§ **YOUR OBJECTIVE**: Please retype the line that contains "Exercise. Locate the stethoscope in" and all lines that follow it to the end of the entries below, exactly as they stand, with nothing added.

§ **INPUT FOR THIS TASK**:

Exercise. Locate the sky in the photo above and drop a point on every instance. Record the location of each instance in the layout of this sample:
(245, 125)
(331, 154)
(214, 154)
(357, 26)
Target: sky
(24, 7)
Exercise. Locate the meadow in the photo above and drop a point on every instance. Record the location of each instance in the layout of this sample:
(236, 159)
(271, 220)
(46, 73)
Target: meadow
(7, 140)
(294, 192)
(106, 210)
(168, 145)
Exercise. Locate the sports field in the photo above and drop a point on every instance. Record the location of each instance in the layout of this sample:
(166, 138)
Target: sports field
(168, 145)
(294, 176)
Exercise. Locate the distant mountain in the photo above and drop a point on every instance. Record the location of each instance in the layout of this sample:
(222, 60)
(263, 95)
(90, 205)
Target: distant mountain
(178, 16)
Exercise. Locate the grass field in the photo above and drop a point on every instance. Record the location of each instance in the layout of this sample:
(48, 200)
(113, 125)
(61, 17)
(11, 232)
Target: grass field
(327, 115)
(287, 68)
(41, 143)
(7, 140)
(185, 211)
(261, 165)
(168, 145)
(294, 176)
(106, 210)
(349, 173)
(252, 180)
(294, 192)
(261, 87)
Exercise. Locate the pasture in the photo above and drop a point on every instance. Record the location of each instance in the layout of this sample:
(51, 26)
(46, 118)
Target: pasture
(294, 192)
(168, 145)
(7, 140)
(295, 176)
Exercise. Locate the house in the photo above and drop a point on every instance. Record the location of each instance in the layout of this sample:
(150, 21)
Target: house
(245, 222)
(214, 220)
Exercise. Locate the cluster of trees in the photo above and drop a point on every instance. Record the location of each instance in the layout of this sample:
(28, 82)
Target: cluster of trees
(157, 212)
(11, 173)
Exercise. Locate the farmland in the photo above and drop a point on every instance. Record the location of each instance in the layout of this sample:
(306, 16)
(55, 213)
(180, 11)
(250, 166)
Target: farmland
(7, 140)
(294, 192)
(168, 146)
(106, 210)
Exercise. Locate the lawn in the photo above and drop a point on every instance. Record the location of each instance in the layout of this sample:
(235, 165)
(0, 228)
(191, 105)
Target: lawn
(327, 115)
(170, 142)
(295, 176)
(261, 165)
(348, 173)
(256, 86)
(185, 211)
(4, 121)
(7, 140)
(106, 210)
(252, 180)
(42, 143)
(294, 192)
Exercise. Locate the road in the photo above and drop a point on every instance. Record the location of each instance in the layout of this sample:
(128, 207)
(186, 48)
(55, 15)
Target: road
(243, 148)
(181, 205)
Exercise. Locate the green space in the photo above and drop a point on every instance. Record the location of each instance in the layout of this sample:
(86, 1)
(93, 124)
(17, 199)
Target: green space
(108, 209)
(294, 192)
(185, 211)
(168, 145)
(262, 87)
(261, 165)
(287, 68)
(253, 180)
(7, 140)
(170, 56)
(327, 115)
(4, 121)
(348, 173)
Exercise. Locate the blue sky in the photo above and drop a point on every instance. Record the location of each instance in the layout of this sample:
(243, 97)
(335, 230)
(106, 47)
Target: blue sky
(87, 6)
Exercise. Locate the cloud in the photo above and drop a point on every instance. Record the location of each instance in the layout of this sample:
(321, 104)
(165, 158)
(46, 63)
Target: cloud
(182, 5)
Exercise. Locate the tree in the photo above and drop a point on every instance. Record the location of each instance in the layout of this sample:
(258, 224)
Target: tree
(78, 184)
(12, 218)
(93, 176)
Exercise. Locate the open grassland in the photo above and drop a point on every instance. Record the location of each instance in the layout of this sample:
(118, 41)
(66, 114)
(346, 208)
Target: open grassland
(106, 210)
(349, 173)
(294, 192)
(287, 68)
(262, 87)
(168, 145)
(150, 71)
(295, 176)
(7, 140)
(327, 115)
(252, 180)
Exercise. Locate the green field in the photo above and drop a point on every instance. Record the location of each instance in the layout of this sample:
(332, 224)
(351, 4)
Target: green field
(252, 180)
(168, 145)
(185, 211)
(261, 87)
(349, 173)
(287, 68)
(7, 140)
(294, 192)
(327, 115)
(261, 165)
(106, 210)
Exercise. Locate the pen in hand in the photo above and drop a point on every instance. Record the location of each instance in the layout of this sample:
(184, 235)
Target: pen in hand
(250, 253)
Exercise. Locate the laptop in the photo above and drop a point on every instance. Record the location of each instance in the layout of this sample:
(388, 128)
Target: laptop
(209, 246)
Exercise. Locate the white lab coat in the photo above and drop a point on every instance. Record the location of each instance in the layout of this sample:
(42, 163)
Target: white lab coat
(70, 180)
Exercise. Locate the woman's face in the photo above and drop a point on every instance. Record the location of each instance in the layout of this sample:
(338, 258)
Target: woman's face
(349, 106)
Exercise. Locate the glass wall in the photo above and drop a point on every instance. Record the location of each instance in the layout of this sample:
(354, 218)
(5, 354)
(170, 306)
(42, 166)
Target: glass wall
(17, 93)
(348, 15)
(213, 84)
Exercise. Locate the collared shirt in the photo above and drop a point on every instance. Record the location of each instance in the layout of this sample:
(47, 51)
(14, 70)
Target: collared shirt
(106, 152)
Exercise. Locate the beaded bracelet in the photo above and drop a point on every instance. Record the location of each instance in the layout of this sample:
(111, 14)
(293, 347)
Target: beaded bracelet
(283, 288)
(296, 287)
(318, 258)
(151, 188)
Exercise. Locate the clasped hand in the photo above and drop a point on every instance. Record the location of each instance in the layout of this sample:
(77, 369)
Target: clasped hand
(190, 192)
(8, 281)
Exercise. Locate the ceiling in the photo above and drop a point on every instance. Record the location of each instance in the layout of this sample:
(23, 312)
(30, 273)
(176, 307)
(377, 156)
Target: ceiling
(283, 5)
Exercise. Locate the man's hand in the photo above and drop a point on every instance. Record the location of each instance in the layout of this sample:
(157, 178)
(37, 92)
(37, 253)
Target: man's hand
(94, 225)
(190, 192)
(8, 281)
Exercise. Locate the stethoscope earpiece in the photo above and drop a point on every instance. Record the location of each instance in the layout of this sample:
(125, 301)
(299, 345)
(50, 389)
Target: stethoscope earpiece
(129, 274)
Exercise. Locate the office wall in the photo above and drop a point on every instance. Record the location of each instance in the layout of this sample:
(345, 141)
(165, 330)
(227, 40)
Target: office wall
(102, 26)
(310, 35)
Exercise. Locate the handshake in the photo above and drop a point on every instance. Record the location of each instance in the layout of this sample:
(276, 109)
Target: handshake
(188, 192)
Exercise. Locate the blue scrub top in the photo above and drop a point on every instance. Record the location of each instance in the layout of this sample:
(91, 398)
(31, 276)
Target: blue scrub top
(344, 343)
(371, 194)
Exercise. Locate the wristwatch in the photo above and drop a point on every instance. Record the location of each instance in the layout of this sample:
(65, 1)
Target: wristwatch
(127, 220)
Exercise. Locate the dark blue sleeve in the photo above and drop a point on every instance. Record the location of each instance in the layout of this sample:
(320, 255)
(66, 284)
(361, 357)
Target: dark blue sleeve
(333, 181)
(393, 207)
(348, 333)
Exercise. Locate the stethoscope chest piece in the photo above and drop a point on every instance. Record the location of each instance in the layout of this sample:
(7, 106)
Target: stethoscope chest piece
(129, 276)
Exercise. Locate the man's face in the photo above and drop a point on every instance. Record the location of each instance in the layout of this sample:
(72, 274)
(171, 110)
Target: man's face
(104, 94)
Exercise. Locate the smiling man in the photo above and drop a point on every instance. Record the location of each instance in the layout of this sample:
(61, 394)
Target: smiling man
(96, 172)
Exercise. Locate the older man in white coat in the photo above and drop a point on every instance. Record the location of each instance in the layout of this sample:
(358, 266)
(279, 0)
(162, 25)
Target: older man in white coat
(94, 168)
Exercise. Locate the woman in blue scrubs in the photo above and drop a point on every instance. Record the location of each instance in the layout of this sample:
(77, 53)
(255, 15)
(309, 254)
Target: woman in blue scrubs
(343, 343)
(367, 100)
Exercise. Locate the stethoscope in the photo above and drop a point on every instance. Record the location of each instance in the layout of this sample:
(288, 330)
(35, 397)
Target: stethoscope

§ **ANSWER**:
Exercise. Locate the stethoscope in the photo above and drop a point on every instance. Record the location of each instance in the layout of this sample:
(288, 330)
(35, 397)
Target: stethoscope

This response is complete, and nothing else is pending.